*STORED DATA*:
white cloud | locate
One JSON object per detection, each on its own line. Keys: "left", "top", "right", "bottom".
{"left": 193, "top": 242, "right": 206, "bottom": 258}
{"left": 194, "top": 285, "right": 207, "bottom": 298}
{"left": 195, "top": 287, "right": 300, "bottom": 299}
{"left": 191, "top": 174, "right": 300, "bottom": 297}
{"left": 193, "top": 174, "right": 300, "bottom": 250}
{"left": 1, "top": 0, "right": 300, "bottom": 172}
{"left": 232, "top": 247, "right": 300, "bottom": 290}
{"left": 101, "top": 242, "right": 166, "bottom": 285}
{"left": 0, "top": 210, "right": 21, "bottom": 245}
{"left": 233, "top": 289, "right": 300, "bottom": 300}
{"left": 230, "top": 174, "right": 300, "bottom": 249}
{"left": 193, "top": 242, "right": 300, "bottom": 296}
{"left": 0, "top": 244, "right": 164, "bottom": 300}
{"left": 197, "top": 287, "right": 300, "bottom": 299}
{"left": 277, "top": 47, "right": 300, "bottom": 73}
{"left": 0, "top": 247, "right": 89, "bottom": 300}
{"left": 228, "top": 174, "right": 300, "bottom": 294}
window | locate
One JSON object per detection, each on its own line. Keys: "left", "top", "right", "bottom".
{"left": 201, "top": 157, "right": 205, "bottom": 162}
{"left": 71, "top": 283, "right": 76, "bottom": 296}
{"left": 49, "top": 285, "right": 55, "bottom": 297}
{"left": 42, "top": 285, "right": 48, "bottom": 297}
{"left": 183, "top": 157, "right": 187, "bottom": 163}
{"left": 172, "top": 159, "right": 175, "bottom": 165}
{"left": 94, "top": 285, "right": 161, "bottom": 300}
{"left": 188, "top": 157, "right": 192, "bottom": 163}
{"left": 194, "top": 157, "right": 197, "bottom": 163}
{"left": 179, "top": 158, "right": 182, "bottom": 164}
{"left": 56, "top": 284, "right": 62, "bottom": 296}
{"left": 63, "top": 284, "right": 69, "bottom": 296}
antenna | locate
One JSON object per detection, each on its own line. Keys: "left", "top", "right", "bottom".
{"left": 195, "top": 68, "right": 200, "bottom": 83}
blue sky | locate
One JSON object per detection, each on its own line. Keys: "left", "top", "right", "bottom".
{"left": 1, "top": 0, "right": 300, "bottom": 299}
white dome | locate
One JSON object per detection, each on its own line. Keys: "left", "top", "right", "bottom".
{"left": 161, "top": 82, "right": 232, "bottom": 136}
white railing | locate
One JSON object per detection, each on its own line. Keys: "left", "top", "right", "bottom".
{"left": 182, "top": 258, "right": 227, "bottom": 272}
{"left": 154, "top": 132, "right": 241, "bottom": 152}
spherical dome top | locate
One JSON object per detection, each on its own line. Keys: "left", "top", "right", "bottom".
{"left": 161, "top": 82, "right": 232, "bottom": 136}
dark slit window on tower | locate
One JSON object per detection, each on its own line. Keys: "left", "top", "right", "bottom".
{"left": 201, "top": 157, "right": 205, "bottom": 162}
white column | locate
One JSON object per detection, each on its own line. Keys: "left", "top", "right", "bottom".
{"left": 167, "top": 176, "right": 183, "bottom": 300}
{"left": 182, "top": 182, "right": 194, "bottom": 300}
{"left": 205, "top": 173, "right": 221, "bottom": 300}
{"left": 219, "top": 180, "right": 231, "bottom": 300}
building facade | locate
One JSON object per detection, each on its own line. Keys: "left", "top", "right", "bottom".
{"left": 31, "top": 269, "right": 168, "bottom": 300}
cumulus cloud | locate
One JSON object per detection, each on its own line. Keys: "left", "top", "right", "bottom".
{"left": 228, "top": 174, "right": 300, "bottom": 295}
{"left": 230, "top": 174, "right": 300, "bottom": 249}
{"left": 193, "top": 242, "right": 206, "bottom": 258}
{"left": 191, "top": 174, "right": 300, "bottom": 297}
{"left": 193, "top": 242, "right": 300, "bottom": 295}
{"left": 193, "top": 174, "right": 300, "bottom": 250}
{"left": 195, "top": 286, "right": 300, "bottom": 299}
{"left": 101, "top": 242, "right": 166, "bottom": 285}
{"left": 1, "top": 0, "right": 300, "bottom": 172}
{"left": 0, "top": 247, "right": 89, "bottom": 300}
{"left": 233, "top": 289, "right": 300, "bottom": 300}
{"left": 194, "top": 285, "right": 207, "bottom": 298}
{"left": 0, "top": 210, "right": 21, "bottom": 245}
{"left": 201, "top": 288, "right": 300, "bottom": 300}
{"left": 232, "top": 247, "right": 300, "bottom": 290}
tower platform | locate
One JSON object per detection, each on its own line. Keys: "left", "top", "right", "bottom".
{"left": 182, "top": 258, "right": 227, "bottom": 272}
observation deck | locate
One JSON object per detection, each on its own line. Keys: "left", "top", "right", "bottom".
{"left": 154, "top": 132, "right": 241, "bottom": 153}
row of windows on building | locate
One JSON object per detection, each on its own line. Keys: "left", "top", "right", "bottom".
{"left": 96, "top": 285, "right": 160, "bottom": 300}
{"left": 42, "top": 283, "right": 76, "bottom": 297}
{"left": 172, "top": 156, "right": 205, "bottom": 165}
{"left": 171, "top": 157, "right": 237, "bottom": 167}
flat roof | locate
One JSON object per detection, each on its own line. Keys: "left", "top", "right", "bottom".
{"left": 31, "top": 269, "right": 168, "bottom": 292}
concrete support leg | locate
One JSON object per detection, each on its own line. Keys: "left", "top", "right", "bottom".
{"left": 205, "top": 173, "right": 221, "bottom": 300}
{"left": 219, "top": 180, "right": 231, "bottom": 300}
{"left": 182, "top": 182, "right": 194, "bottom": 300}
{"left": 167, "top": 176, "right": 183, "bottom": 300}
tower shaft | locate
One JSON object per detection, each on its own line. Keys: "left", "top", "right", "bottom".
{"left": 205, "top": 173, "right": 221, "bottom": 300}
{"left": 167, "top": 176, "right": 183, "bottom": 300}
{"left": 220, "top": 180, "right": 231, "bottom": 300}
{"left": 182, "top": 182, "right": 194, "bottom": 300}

*WHAT YOU SHOULD DO*: Type out the entries again, word for word.

*PROBLEM SOLUTION*:
white cloud | locate
One JSON object per detection, each on its own line. Keys: "left", "top", "right", "bottom".
{"left": 193, "top": 242, "right": 206, "bottom": 258}
{"left": 194, "top": 285, "right": 207, "bottom": 298}
{"left": 195, "top": 287, "right": 300, "bottom": 299}
{"left": 191, "top": 174, "right": 300, "bottom": 297}
{"left": 193, "top": 174, "right": 300, "bottom": 250}
{"left": 1, "top": 0, "right": 300, "bottom": 172}
{"left": 232, "top": 247, "right": 300, "bottom": 290}
{"left": 101, "top": 242, "right": 166, "bottom": 285}
{"left": 0, "top": 210, "right": 21, "bottom": 245}
{"left": 233, "top": 289, "right": 300, "bottom": 300}
{"left": 230, "top": 174, "right": 300, "bottom": 249}
{"left": 193, "top": 242, "right": 300, "bottom": 296}
{"left": 0, "top": 244, "right": 164, "bottom": 300}
{"left": 197, "top": 287, "right": 300, "bottom": 299}
{"left": 277, "top": 47, "right": 300, "bottom": 73}
{"left": 0, "top": 247, "right": 89, "bottom": 300}
{"left": 228, "top": 174, "right": 300, "bottom": 294}
window | locate
One JSON object per detection, each on its own line. Keys: "left", "top", "right", "bottom".
{"left": 201, "top": 157, "right": 205, "bottom": 162}
{"left": 71, "top": 283, "right": 76, "bottom": 296}
{"left": 49, "top": 285, "right": 55, "bottom": 297}
{"left": 42, "top": 285, "right": 48, "bottom": 297}
{"left": 183, "top": 157, "right": 187, "bottom": 163}
{"left": 172, "top": 159, "right": 175, "bottom": 165}
{"left": 94, "top": 285, "right": 161, "bottom": 300}
{"left": 188, "top": 157, "right": 192, "bottom": 163}
{"left": 194, "top": 157, "right": 197, "bottom": 163}
{"left": 179, "top": 158, "right": 182, "bottom": 164}
{"left": 56, "top": 284, "right": 62, "bottom": 296}
{"left": 63, "top": 284, "right": 69, "bottom": 296}
antenna | locate
One JSON object per detection, each on its own line. Keys: "left", "top", "right", "bottom".
{"left": 195, "top": 68, "right": 200, "bottom": 83}
blue sky | locate
One JSON object per detection, each on its own line. Keys: "left", "top", "right", "bottom".
{"left": 1, "top": 0, "right": 300, "bottom": 299}
white dome | locate
One JSON object per detection, each on its own line. Keys: "left", "top", "right", "bottom".
{"left": 161, "top": 82, "right": 232, "bottom": 136}
white railing | locate
One JSON object per detection, each on its own line. Keys: "left", "top", "right", "bottom".
{"left": 182, "top": 258, "right": 227, "bottom": 272}
{"left": 154, "top": 132, "right": 241, "bottom": 152}
spherical dome top | locate
One JSON object per detection, each on its own line. Keys: "left", "top", "right", "bottom".
{"left": 161, "top": 82, "right": 232, "bottom": 136}
dark slit window on tower | locate
One JSON object per detection, each on its own line. Keys: "left", "top", "right", "bottom".
{"left": 201, "top": 157, "right": 205, "bottom": 162}
white column | locate
One JSON object per detection, each on its own line. Keys: "left", "top", "right", "bottom".
{"left": 167, "top": 176, "right": 183, "bottom": 300}
{"left": 182, "top": 182, "right": 194, "bottom": 300}
{"left": 205, "top": 173, "right": 221, "bottom": 300}
{"left": 219, "top": 180, "right": 231, "bottom": 300}
building facade | locate
One JSON object per detection, each on its own line. Keys: "left", "top", "right", "bottom".
{"left": 31, "top": 269, "right": 168, "bottom": 300}
cumulus cloud | locate
One JSON object per detection, each on its own line. Keys: "left", "top", "right", "bottom".
{"left": 228, "top": 174, "right": 300, "bottom": 295}
{"left": 230, "top": 174, "right": 300, "bottom": 249}
{"left": 193, "top": 242, "right": 206, "bottom": 258}
{"left": 191, "top": 174, "right": 300, "bottom": 297}
{"left": 193, "top": 242, "right": 300, "bottom": 295}
{"left": 193, "top": 174, "right": 300, "bottom": 250}
{"left": 195, "top": 286, "right": 300, "bottom": 299}
{"left": 101, "top": 242, "right": 166, "bottom": 285}
{"left": 1, "top": 0, "right": 300, "bottom": 172}
{"left": 0, "top": 247, "right": 89, "bottom": 300}
{"left": 233, "top": 289, "right": 300, "bottom": 300}
{"left": 194, "top": 285, "right": 207, "bottom": 298}
{"left": 0, "top": 210, "right": 21, "bottom": 245}
{"left": 201, "top": 288, "right": 300, "bottom": 300}
{"left": 232, "top": 247, "right": 300, "bottom": 290}
tower platform | locate
One JSON object per detection, each on its own line. Keys: "left", "top", "right", "bottom".
{"left": 182, "top": 258, "right": 227, "bottom": 272}
observation deck | locate
One JSON object per detection, each on its own line. Keys: "left", "top", "right", "bottom".
{"left": 154, "top": 132, "right": 241, "bottom": 153}
row of windows on building | locate
One JSON object per detection, each on its own line. Keys: "left", "top", "right", "bottom".
{"left": 96, "top": 285, "right": 160, "bottom": 300}
{"left": 42, "top": 283, "right": 76, "bottom": 297}
{"left": 172, "top": 156, "right": 205, "bottom": 165}
{"left": 171, "top": 157, "right": 237, "bottom": 167}
flat roof | locate
One JSON object per detection, each on its own line. Keys: "left", "top", "right", "bottom".
{"left": 31, "top": 269, "right": 168, "bottom": 292}
concrete support leg | locate
One JSON object per detection, each on its own line. Keys: "left", "top", "right", "bottom".
{"left": 205, "top": 173, "right": 221, "bottom": 300}
{"left": 219, "top": 180, "right": 231, "bottom": 300}
{"left": 182, "top": 182, "right": 194, "bottom": 300}
{"left": 167, "top": 176, "right": 183, "bottom": 300}
tower shaft | locate
One JSON object per detection, each on its own line. Keys: "left", "top", "right", "bottom".
{"left": 205, "top": 173, "right": 221, "bottom": 300}
{"left": 167, "top": 176, "right": 183, "bottom": 300}
{"left": 220, "top": 180, "right": 231, "bottom": 300}
{"left": 182, "top": 182, "right": 194, "bottom": 300}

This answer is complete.